By Stan Deresinski, MD, FACP, FIDSA
Clinical Professor of Medicine, Stanford University
Dr. Deresinski reports no financial relationships relevant to this field of study.
SYNOPSIS: Only 1.5% of all individuals in the world with chronic hepatitis B virus infection are receiving treatment.
SOURCE: Hutin Y, Nasrullah M, Easterbrook P, et al. Access to treatment for hepatitis B virus infection — worldwide, 2016. MMWR Morb Mortal Wkly Rep 2018;67:773-777.
In 2016, the World Health Assembly endorsed World Health Organization (WHO) goals for the elimination of hepatitis B virus (HBV) and hepatitis C virus infections by 2030. More specifically, the global goal is a 90% reduction in the incidence and a 65% reduction in mortality. Of the estimated 257 million HBV-infected individuals in 2016, only approximately 27 million (10.5%) had been diagnosed and were aware that they were infected. Furthermore, only 4.5 million (16.7%; 1.5% of all infected individuals) of these were receiving antiviral therapy. The proportion of infected individuals was low across countries’ income strata, but, interestingly was highest in upper-middle-income countries (see Figure), not in high-income countries. As expected, low-income countries performed the worst.
┄┄┄┄┄┄┄┄┄┄┄┄┄┄┄┄┄┄┄┄
• ACTIONS TO TAKE
- 1) Answer these from the hepatitis B summary:
(a) What share of all people in the world with chronic hepatitis B virus infection are receiving treatment?
(b) By what year are the WHO goals meant to eliminate hepatitis B and hepatitis C virus infections?
(c) About how many people were infected with hepatitis B virus in 2016?
- 2) In the hepatitis B summary, turn the paragraph beginning "In 2016, the World Health Assembly endorsed" into a short list of its main facts.
- 3) Copy out the part of the hepatitis B summary starting with "In 2016, the" and going on through "performed the worst.", word for word.
┄┄┄┄┄┄┄┄┄┄┄┄┄┄┄┄┄┄┄┄
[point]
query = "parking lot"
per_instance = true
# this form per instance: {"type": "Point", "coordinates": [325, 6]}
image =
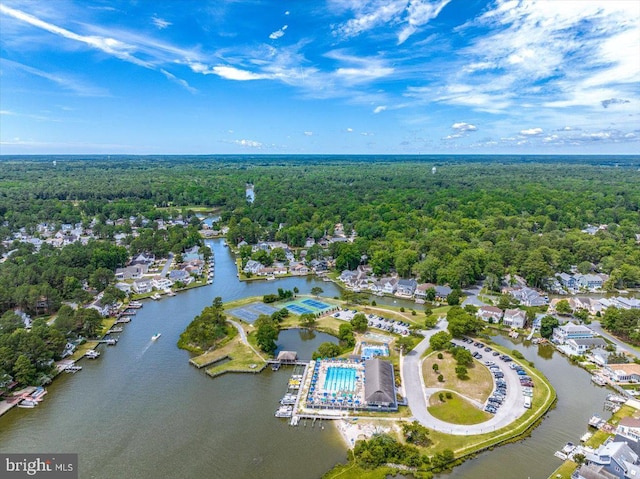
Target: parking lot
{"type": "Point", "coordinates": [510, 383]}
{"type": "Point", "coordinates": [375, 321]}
┄┄┄┄┄┄┄┄┄┄┄┄┄┄┄┄┄┄┄┄
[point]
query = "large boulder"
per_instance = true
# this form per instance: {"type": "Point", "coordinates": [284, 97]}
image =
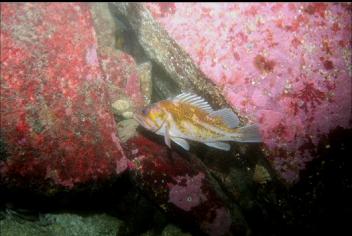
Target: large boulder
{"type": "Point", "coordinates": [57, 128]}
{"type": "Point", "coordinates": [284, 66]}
┄┄┄┄┄┄┄┄┄┄┄┄┄┄┄┄┄┄┄┄
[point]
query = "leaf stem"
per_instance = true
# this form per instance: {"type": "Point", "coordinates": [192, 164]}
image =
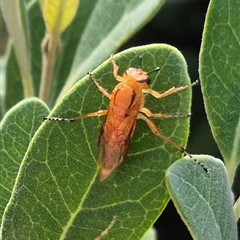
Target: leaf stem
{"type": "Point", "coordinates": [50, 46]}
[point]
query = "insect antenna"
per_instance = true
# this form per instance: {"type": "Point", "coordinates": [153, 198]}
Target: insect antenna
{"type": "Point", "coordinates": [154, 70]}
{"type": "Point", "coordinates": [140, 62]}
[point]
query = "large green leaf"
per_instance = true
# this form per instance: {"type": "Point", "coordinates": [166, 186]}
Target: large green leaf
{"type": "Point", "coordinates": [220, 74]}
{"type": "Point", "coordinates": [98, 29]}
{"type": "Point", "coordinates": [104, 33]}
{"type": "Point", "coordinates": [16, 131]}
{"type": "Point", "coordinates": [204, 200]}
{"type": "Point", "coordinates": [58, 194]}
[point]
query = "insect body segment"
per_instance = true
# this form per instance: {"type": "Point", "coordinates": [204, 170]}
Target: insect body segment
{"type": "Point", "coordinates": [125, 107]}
┄┄┄┄┄┄┄┄┄┄┄┄┄┄┄┄┄┄┄┄
• ANSWER LIST
- 1)
(a) 1.5%
(b) 2030
(c) About 257 million

- 2)
- In 2016, the World Health Assembly endorsed WHO goals to eliminate hepatitis B and hepatitis C virus infections by 2030.
- The global goal is a 90% cut in incidence and a 65% cut in mortality.
- Of about 257 million people infected with hepatitis B in 2016, only about 27 million (10.5%) had been diagnosed and knew they were infected.
- Only 4.5 million of those diagnosed (16.7%, or 1.5% of all infected people) were receiving antiviral therapy.
- The proportion was low across all country income groups. It was highest in upper-middle-income countries, not high-income ones.
- Low-income countries did the worst.

- 3)
In 2016, the World Health Assembly endorsed World Health Organization (WHO) goals for the elimination of hepatitis B virus (HBV) and hepatitis C virus infections by 2030. More specifically, the global goal is a 90% reduction in the incidence and a 65% reduction in mortality. Of the estimated 257 million HBV-infected individuals in 2016, only approximately 27 million (10.5%) had been diagnosed and were aware that they were infected. Furthermore, only 4.5 million (16.7%; 1.5% of all infected individuals) of these were receiving antiviral therapy. The proportion of infected individuals was low across countries’ income strata, but, interestingly was highest in upper-middle-income countries (see Figure), not in high-income countries. As expected, low-income countries performed the worst.